Task requirements | How many lines in the listing below contain the string "factory"? Case counts; reply with the number only.

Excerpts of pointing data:
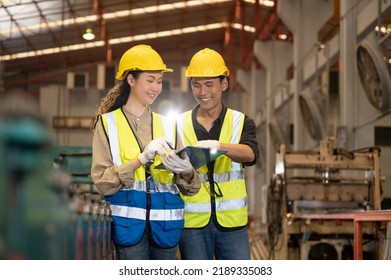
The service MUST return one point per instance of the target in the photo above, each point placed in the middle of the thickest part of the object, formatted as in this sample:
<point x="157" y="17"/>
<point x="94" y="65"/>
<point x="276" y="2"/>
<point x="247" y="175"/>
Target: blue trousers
<point x="145" y="250"/>
<point x="211" y="243"/>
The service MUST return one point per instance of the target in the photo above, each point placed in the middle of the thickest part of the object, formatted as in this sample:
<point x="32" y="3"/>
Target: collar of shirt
<point x="201" y="132"/>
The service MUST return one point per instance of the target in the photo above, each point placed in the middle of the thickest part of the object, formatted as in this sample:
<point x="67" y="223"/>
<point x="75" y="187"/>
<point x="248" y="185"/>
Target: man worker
<point x="216" y="217"/>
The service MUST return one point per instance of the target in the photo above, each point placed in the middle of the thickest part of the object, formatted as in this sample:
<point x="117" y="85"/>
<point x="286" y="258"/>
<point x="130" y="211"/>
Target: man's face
<point x="208" y="91"/>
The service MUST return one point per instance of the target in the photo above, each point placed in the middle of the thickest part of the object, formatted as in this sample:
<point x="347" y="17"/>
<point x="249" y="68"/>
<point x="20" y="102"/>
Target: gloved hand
<point x="211" y="144"/>
<point x="177" y="164"/>
<point x="155" y="146"/>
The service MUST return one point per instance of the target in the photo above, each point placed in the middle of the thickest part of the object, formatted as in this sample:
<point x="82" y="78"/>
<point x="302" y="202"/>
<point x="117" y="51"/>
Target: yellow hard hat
<point x="140" y="57"/>
<point x="207" y="63"/>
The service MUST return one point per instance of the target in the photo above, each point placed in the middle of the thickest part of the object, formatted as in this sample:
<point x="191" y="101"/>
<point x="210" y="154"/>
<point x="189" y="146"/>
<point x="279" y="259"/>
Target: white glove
<point x="155" y="146"/>
<point x="211" y="144"/>
<point x="177" y="164"/>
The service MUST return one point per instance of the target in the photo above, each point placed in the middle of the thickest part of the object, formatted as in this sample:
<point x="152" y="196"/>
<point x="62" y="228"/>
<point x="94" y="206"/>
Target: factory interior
<point x="314" y="75"/>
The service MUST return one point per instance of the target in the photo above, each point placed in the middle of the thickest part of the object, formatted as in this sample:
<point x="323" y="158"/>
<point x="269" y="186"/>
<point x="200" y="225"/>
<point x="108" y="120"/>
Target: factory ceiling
<point x="41" y="40"/>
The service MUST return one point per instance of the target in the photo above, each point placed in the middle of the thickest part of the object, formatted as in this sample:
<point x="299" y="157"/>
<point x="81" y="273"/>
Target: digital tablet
<point x="198" y="156"/>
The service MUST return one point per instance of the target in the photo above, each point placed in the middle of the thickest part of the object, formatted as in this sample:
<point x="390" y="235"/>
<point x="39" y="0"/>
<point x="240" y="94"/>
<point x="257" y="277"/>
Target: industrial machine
<point x="320" y="184"/>
<point x="49" y="207"/>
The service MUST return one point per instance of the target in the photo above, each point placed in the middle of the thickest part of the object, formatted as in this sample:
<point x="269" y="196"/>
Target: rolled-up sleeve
<point x="107" y="178"/>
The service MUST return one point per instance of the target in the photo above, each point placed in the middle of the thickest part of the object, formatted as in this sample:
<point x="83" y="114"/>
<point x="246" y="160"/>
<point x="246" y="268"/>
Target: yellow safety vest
<point x="231" y="208"/>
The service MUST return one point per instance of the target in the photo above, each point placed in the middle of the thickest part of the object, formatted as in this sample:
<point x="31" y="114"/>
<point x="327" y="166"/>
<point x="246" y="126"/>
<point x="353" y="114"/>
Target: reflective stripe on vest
<point x="160" y="187"/>
<point x="140" y="213"/>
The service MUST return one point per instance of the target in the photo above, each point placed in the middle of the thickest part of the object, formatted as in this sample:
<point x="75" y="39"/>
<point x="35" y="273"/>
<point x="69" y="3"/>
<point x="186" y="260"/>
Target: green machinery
<point x="49" y="208"/>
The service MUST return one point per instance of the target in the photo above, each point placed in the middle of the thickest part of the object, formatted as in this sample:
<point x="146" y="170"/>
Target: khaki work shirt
<point x="108" y="178"/>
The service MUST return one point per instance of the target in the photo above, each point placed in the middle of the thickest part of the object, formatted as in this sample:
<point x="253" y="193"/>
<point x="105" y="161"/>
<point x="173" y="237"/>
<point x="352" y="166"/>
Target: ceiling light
<point x="88" y="35"/>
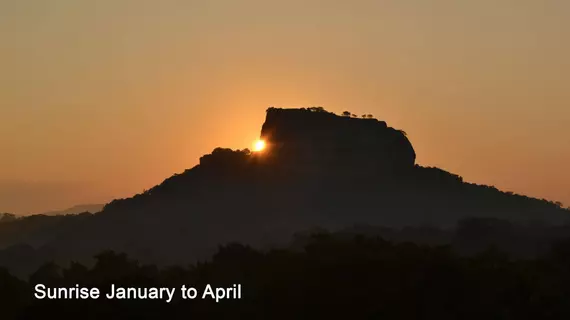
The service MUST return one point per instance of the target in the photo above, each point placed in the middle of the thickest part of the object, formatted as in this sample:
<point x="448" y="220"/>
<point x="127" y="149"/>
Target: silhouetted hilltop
<point x="319" y="138"/>
<point x="318" y="170"/>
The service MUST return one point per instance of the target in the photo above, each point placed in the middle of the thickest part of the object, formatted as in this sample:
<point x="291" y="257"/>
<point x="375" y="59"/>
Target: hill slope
<point x="318" y="170"/>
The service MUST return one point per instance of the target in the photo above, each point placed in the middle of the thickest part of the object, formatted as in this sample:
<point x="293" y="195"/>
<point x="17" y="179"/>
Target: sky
<point x="103" y="99"/>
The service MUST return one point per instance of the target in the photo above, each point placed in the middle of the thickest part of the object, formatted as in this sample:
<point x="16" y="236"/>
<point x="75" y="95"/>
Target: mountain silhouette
<point x="318" y="170"/>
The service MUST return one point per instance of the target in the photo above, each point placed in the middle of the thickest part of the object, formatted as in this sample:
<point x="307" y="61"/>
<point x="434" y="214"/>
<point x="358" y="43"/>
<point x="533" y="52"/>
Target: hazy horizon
<point x="101" y="100"/>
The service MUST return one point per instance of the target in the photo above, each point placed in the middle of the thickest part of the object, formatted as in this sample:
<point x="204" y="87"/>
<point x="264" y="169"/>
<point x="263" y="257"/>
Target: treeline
<point x="331" y="276"/>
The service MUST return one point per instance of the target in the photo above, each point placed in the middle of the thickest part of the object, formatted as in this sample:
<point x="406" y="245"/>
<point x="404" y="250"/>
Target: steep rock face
<point x="309" y="138"/>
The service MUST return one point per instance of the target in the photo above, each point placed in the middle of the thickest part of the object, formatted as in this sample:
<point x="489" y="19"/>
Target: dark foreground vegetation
<point x="331" y="277"/>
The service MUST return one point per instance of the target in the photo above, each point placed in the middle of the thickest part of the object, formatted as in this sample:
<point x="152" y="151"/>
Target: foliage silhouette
<point x="333" y="275"/>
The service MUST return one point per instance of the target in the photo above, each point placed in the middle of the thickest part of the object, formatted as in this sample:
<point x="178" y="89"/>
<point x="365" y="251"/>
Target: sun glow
<point x="259" y="145"/>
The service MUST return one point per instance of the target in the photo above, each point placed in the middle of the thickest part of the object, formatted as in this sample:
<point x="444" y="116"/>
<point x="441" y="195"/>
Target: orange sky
<point x="102" y="99"/>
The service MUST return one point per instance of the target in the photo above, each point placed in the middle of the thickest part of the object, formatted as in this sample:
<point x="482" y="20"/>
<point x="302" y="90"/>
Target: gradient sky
<point x="102" y="99"/>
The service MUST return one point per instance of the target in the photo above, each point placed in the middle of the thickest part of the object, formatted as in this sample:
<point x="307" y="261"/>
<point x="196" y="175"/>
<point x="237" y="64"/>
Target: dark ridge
<point x="318" y="170"/>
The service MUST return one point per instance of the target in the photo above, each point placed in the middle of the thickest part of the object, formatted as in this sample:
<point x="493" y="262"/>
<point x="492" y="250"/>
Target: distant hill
<point x="92" y="208"/>
<point x="318" y="170"/>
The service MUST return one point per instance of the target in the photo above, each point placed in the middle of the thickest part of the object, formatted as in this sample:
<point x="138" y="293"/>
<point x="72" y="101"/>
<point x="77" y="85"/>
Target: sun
<point x="259" y="145"/>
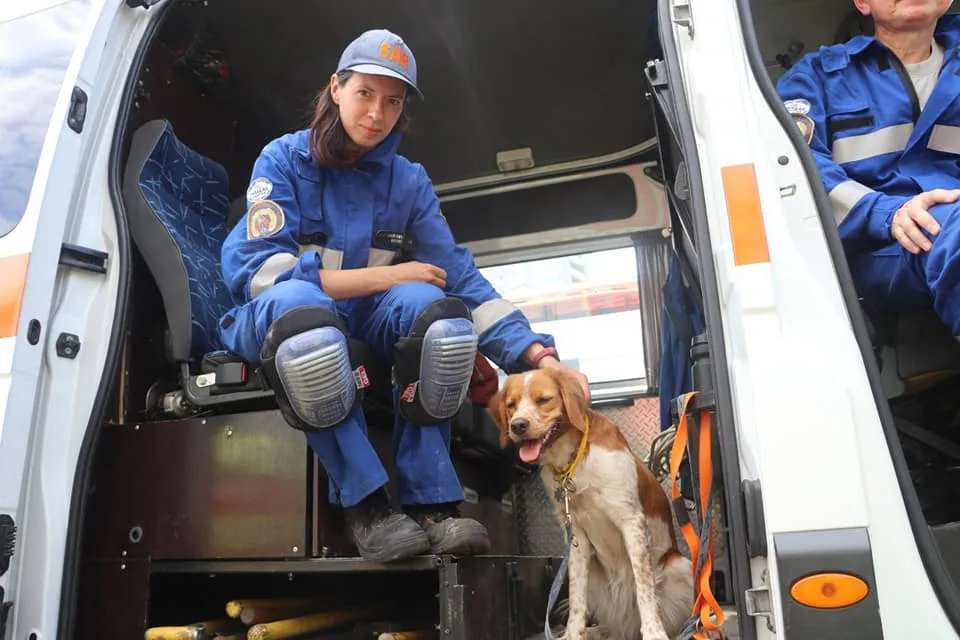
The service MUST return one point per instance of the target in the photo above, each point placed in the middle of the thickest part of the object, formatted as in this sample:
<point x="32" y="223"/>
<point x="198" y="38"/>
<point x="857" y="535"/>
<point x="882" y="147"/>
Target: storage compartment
<point x="233" y="486"/>
<point x="482" y="598"/>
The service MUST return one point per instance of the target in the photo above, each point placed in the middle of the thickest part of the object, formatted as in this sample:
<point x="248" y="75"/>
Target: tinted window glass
<point x="590" y="303"/>
<point x="35" y="49"/>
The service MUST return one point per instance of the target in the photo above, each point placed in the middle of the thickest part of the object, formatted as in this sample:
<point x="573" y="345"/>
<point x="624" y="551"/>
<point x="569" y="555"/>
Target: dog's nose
<point x="520" y="426"/>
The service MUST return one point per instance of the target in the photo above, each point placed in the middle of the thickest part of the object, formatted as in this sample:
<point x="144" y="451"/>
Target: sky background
<point x="35" y="49"/>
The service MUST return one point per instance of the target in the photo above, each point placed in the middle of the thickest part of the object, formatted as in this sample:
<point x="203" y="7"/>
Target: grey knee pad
<point x="433" y="366"/>
<point x="306" y="356"/>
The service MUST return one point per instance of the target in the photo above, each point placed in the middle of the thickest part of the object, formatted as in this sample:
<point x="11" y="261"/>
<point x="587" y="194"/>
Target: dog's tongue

Complete response | 2